**TRAVAIL DEMANDÉ:** Recopiez mot pour mot l'intégralité du texte sur le repositionnement et l'extraction de la sonde VD.

**TEXTE DE LECTURE:**
========

Idéalement, en première intention une tentative de repositionnement de la sonde VD dans une commissure peut être réalisée avant d’envisager son extraction, plus à risque. Mediratta et al. ont constaté que l’emplacement de la sonde VD dans une position commissurale était associée à une IT moins sévère. Dans ce cas, la position de la sonde doit être confirmée en peropératoire par une ETT 3D. L’autre option, plus invasive, est l’extraction de la sonde. Actuellement, il n’existe aucune donnée prospective permettant de définir des indications d’extraction en raison d’une IT isolée (absence d’endocardite ou d’infection de matériel). En revanche, il est reconnu qu’une extraction de sonde peut se justifier en cas d’infection, de problèmes d’abord vasculaires (avec nécessité de changer de sonde par exemple), de douleurs chroniques sévères au niveau de la loge, ou de la nécessité d’une radiothérapie sur le site de passage de la sonde(28).

========

**DONNÉES FOURNIES:**
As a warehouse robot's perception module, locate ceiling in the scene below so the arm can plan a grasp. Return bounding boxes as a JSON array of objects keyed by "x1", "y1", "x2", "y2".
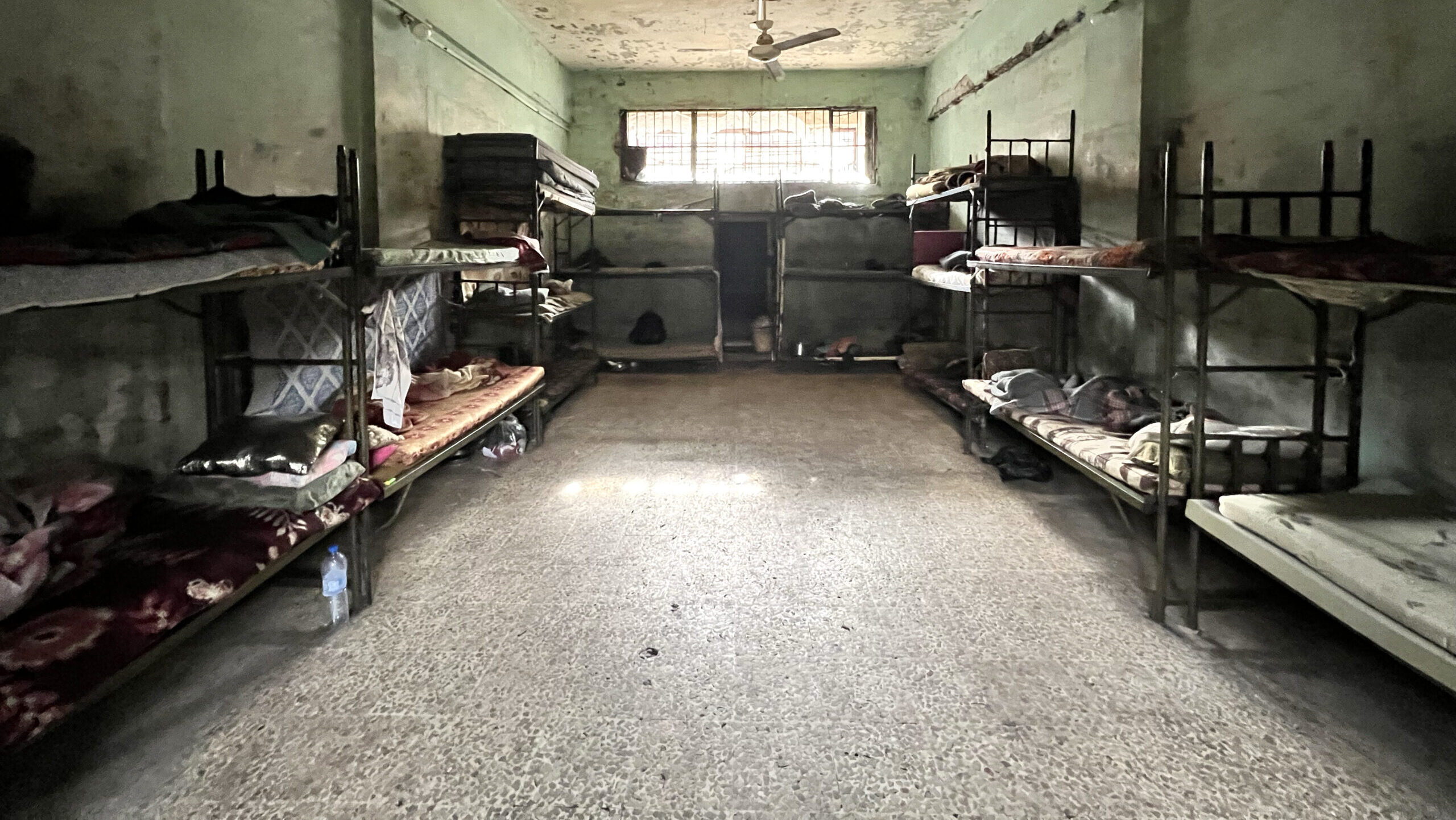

========

**PRODUCTION ATTENDUE:**
Idéalement, en première intention une tentative de repositionnement de la sonde VD dans une commissure peut être réalisée avant d’envisager son extraction, plus à risque. Mediratta et al. ont constaté que l’emplacement de la sonde VD dans une position commissurale était associée à une IT moins sévère. Dans ce cas, la position de la sonde doit être confirmée en peropératoire par une ETT 3D. L’autre option, plus invasive, est l’extraction de la sonde. Actuellement, il n’existe aucune donnée prospective permettant de définir des indications d’extraction en raison d’une IT isolée (absence d’endocardite ou d’infection de matériel). En revanche, il est reconnu qu’une extraction de sonde peut se justifier en cas d’infection, de problèmes d’abord vasculaires (avec nécessité de changer de sonde par exemple), de douleurs chroniques sévères au niveau de la loge, ou de la nécessité d’une radiothérapie sur le site de passage de la sonde(28).